**SOURCE TEXT**
* START *
Legal Proceedings. The Company is involved in pending legal proceedings that are ordinary, routine and incidental to its business. While the ultimate outcome of these legal matters is not determinable, the Company believes that these matters are not reasonably likely to have a material adverse effect on the Company’s financial condition or results of operations.

 

Note 15. Common Stock

 

Restricted (Nonvested) Stock. In November 2005 and November 2004, the Company granted under its Omnibus Stock Plan 27,500 shares and 24,850 shares, respectively, of restricted (nonvested) common stock to its executive officers. These shares, which were issued upon grant, remain restricted for three years from the grant date and will vest only if the employee is still actively employed by the Company on the vesting date. The restricted stock granted during the first quarters of fiscal year 2006 and 2005, had an aggregate value of $1.2 million and $0.9 million, respectively, representing the fair market value of the restricted shares on the dates of grant. These amounts are being recognized by the Company as share-based compensation expense ratably over their respective three-year vesting periods. During the fiscal quarters ended December 30, 2005 and December 31, 2004, the Company recognized $128,000 and $40,000, respectively, in share-based compensation expense relating to these restricted stock grants.
* END *
**GIVEN DATA**
* START *
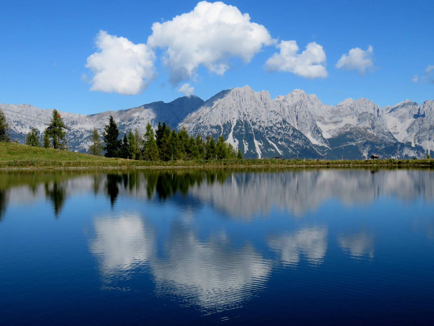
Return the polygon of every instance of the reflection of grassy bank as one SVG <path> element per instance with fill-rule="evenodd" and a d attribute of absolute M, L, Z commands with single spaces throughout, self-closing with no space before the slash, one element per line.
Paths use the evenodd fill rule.
<path fill-rule="evenodd" d="M 289 176 L 290 179 L 293 179 L 297 174 L 299 176 L 318 176 L 327 170 L 313 166 L 77 169 L 20 171 L 3 170 L 0 170 L 0 222 L 5 215 L 11 193 L 14 194 L 13 196 L 15 196 L 25 194 L 24 197 L 28 198 L 32 196 L 45 197 L 45 200 L 52 205 L 54 216 L 57 218 L 62 211 L 69 196 L 69 194 L 72 191 L 77 190 L 90 193 L 93 193 L 95 195 L 105 196 L 113 207 L 118 196 L 122 194 L 124 196 L 125 194 L 135 194 L 135 195 L 140 194 L 144 199 L 158 198 L 164 200 L 177 193 L 183 196 L 187 196 L 192 188 L 195 187 L 200 187 L 204 185 L 223 184 L 228 180 L 230 181 L 235 175 L 237 175 L 239 181 L 243 183 L 250 182 L 252 178 L 259 176 L 260 174 L 284 173 Z M 355 172 L 364 170 L 375 174 L 387 170 L 421 171 L 429 170 L 417 167 L 405 167 L 401 169 L 396 167 L 364 166 L 347 167 L 339 170 L 328 169 L 328 170 L 339 174 L 345 171 Z M 311 173 L 312 172 L 314 173 Z M 365 173 L 364 176 L 364 180 L 372 179 L 369 174 Z M 309 180 L 309 177 L 303 180 Z M 310 181 L 306 182 L 304 185 L 308 184 L 310 184 Z"/>
<path fill-rule="evenodd" d="M 428 160 L 179 160 L 164 162 L 135 161 L 93 156 L 51 148 L 35 147 L 12 143 L 0 143 L 0 168 L 135 168 L 194 166 L 432 166 Z"/>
* END *
**REQUIREMENT 1**
Answer these questions from the filing excerpt.
(a) What does the Company believe about how its pending legal matters are likely to affect its financial condition or results of operations?
(b) How many shares of restricted common stock did the Company grant to its executive officers in November 2005?
(c) How much share-based compensation expense for these restricted stock grants did the Company recognize in the fiscal quarter ended December 30, 2005?
**REQUIREMENT 2**
Output the filing excerpt word for word from "Legal Proceedings. The" to "results of operations.".

**COMPLETE OUTPUT 1**
(a) It believes these matters are not reasonably likely to have a material adverse effect on its financial condition or results of operations.
(b) 27,500 shares.
(c) $128,000.

**COMPLETE OUTPUT 2**
Legal Proceedings. The Company is involved in pending legal proceedings that are ordinary, routine and incidental to its business. While the ultimate outcome of these legal matters is not determinable, the Company believes that these matters are not reasonably likely to have a material adverse effect on the Company’s financial condition or results of operations.